(Text begins)

By Hank Nuwer
When Ketchikan Daily News publisher Sid D. Charles died in 1959, he had just taken a few weeks off for illness.
Prior to that, he was a working stiff in newspapers from a youth nearly to his last trademark briar pipe puff at age 88. He hailed originally from St. Cloud, Minnesota, with a birthdate of September 6, 1870.
And 55 years of that total he lived and worked in Alaska. He also for a time owned and operated Alaska Fishing News and papers in Juneau and Petersburg. He also worked for other papers in Anchorage, Fairbanks and Juneau as an editor, as well as in Portland for the Oregonian.
While at the Oregonian, he married Mary Burdon of remote Yamhill, Oregon in 1900, and that union lasted until she died in 1958 a few months before him.
The couple spent a couple years in Tacoma working for the now defunct Tacoma News as city editor when he took a post in Fairbanks in 1904 when it was an edgy, on-the-make mining town. He held an editorial contract from the fledgling Fairbanks News.
Upon arrival in Fairbanks, some burly gentlemen informed Charles he was being arrested. He protested. They were adamant. The pranksters took him to a dance at the Masonic Club. The orchestra serenaded him with “The Conquering Hero Comes.”
In 1926 Charles had just shuttered the Petersburg Herald but refused to make public his reasons. He then began a short-lived venture called the First City News, partial to the interests of the canneries and fishermen of Ketchikan. His politics from the start were hardcore Republican.
In June of 1926, aboard their boat “The Bell” while it was moored at the Ketchikan city float, a gasoline fire erupted. Charles received lifelong burns and scars to his face and hands. Mrs. Charles sustained minor burns.
After recovering, he worked as an editor in 1926 and remained under the old editors for eight years. Under new ownership in 1934, the publisher replaced Charles with Ketchikan native Roy Anderson.
Before the year was out, Charles published and edited the weekly Alaska Fishing News and, eventually, put out three issues a week.
Alaska Fishing News became a daily as World War Two ended in 1945, and Charles expanded and renamed his paper the Ketchikan Daily News in 1947. Critics lampooned the paper as the “Daily Fish Wrapper.”
Charles continued to make salmon prices his editorial concern, but now he joined other Ketchikan notables opposed to Alaska statehood.
The Ketchikan Daily News saw its opposing Ketchikan Chronicle close in 1957.
Charles had cut down his hours by then but still kept a hand on the throttle while his heirs ran the business side of the paper.
Voters favored the statehood measure overwhelmingly in 1958. Charles and the salmon industry lost the statehood fight,
Sid Charles lived long enough to realize the 49th State was now a fact on January 3, 1959.
The “Conquering Hero” Charles accepted defeat gracefully and enjoyed a meal of crow while hospitalized, the Fairbanks Daily News-Miner reported.

(Text ends)
(Input data begins)

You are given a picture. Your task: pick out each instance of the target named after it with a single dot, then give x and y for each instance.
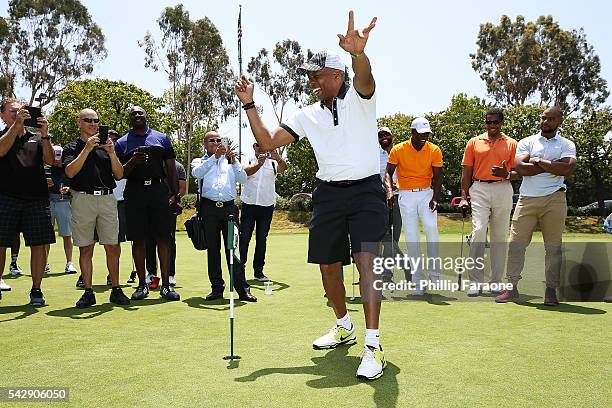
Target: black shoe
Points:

(Input data ends)

→ **Work to complete**
[1] Shorten the paragraph of the article on Sid Charles that begins "And 55 years of that total" into a brief list, keeping its main facts.
[2] Copy the article on Sid Charles word for word from "In 1926 Charles" to "sustained minor burns.".
The listing is separate from the article on Sid Charles.

→ **Your written answers**
[1]
- Lived and worked in Alaska for 55 years
- For a time owned and operated Alaska Fishing News and papers in Juneau and Petersburg
- Worked as an editor for other papers in Anchorage, Fairbanks and Juneau
- Also worked for the Oregonian in Portland

[2]
In 1926 Charles had just shuttered the Petersburg Herald but refused to make public his reasons. He then began a short-lived venture called the First City News, partial to the interests of the canneries and fishermen of Ketchikan. His politics from the start were hardcore Republican.
In June of 1926, aboard their boat “The Bell” while it was moored at the Ketchikan city float, a gasoline fire erupted. Charles received lifelong burns and scars to his face and hands. Mrs. Charles sustained minor burns.